Aim of the task: Copy the listing below word for word, from its first line through the line holding "Query: bird's foot", inclusive, and omit the pictures.

Stored records:
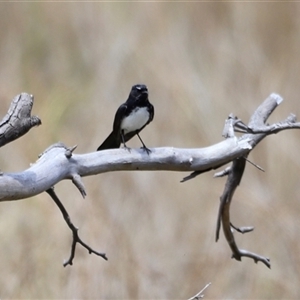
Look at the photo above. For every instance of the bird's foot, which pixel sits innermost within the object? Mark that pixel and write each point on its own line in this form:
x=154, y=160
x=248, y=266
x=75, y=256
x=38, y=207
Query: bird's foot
x=127, y=148
x=146, y=149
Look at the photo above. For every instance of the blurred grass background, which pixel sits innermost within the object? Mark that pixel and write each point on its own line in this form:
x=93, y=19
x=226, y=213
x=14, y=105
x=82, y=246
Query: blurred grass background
x=200, y=61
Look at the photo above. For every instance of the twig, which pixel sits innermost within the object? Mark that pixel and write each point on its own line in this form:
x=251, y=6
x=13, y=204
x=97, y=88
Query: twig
x=76, y=238
x=199, y=295
x=18, y=120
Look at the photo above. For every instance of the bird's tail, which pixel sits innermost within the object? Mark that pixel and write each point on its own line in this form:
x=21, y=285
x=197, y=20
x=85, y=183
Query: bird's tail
x=111, y=142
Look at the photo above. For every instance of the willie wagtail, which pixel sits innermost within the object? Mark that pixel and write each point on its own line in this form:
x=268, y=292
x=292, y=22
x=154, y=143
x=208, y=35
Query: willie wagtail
x=131, y=117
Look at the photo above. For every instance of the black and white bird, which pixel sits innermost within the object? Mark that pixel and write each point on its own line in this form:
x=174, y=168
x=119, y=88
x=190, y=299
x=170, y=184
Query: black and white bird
x=130, y=118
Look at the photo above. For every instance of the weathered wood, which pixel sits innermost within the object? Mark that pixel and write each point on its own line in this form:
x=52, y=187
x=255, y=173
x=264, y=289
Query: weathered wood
x=18, y=119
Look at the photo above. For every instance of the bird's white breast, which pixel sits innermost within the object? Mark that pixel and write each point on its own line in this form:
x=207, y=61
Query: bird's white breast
x=136, y=120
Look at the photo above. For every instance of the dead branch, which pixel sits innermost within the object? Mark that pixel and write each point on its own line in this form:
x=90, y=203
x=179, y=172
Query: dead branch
x=200, y=294
x=18, y=119
x=64, y=164
x=76, y=238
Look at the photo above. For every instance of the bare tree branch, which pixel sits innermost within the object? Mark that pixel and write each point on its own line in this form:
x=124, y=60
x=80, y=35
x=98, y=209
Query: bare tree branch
x=200, y=294
x=64, y=164
x=76, y=238
x=18, y=120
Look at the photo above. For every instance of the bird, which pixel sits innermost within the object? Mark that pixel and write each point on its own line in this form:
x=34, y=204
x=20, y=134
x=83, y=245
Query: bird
x=131, y=117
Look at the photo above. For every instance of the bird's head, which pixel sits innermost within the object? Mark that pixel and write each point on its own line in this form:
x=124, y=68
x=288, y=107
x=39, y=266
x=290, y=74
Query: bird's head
x=139, y=91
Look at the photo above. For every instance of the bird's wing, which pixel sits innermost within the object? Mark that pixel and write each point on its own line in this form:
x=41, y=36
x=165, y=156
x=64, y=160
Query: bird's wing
x=119, y=117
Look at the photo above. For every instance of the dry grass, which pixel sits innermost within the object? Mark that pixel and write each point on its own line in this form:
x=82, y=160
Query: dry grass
x=201, y=61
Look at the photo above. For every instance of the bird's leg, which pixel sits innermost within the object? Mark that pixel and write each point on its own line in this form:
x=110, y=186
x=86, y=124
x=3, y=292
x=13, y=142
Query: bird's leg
x=144, y=146
x=123, y=141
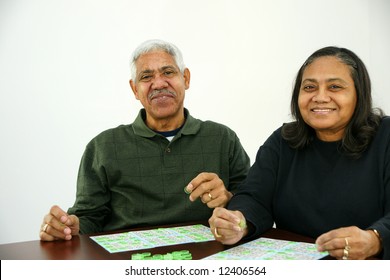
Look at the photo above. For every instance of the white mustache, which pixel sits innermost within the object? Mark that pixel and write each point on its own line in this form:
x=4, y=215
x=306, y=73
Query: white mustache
x=156, y=92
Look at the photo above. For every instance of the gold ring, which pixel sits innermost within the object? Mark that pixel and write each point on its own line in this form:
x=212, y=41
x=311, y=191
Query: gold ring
x=45, y=227
x=346, y=253
x=216, y=233
x=347, y=247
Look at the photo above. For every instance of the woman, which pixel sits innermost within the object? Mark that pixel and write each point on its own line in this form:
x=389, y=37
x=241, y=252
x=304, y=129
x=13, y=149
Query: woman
x=327, y=174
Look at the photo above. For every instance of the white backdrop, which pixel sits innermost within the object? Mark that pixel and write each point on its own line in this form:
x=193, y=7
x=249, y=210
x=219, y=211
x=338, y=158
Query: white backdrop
x=64, y=77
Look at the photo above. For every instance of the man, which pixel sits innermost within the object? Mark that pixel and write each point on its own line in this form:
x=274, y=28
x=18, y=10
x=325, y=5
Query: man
x=134, y=175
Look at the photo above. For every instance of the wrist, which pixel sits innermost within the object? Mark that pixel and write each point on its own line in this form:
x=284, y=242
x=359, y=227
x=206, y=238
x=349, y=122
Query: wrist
x=378, y=238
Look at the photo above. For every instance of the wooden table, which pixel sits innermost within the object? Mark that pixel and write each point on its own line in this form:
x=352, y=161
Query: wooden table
x=84, y=248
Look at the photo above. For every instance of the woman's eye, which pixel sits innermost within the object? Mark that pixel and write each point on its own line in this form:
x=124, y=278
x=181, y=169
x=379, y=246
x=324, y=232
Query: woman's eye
x=335, y=87
x=308, y=87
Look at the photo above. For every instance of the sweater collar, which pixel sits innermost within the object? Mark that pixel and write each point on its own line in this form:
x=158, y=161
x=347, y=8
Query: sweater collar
x=191, y=125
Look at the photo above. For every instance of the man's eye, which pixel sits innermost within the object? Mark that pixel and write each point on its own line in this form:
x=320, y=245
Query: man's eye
x=145, y=77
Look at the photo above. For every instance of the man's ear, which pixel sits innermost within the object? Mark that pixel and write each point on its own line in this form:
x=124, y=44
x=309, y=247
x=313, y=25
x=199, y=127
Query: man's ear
x=134, y=88
x=187, y=78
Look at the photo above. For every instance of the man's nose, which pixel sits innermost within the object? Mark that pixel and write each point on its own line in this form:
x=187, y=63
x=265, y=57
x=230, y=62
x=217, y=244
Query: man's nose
x=159, y=81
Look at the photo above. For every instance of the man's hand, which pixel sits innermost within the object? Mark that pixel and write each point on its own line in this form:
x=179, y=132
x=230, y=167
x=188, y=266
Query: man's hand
x=210, y=189
x=59, y=225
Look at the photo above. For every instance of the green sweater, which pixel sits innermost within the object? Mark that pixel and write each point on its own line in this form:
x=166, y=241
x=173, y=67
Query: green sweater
x=131, y=176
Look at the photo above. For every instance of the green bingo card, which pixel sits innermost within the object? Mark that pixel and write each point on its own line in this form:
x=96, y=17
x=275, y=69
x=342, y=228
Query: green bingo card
x=270, y=249
x=144, y=239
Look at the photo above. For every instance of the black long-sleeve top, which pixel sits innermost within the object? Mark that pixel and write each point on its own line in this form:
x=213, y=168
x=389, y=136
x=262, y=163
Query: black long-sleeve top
x=317, y=189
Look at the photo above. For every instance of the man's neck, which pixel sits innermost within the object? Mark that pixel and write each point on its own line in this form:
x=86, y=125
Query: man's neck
x=168, y=124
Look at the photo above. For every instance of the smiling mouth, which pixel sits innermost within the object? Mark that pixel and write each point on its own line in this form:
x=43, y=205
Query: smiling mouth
x=323, y=110
x=161, y=94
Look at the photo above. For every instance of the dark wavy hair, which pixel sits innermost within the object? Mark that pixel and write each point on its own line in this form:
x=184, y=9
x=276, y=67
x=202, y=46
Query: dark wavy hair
x=365, y=119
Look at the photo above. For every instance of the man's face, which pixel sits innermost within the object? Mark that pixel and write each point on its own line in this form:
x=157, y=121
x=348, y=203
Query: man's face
x=160, y=87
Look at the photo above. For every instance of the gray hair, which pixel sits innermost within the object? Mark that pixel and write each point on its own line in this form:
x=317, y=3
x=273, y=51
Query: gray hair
x=156, y=45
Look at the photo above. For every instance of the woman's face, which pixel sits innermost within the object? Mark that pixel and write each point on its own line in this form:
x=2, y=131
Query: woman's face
x=327, y=97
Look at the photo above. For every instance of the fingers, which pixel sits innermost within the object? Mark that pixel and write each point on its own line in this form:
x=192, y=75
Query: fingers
x=227, y=226
x=210, y=189
x=346, y=243
x=58, y=225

Written response:
Look at the photo above. For every instance of the bird's foot, which pixel sits innermost within the object? Mark that pixel and write each point on its own line in this form:
x=154, y=160
x=248, y=266
x=75, y=256
x=38, y=207
Query: bird's foot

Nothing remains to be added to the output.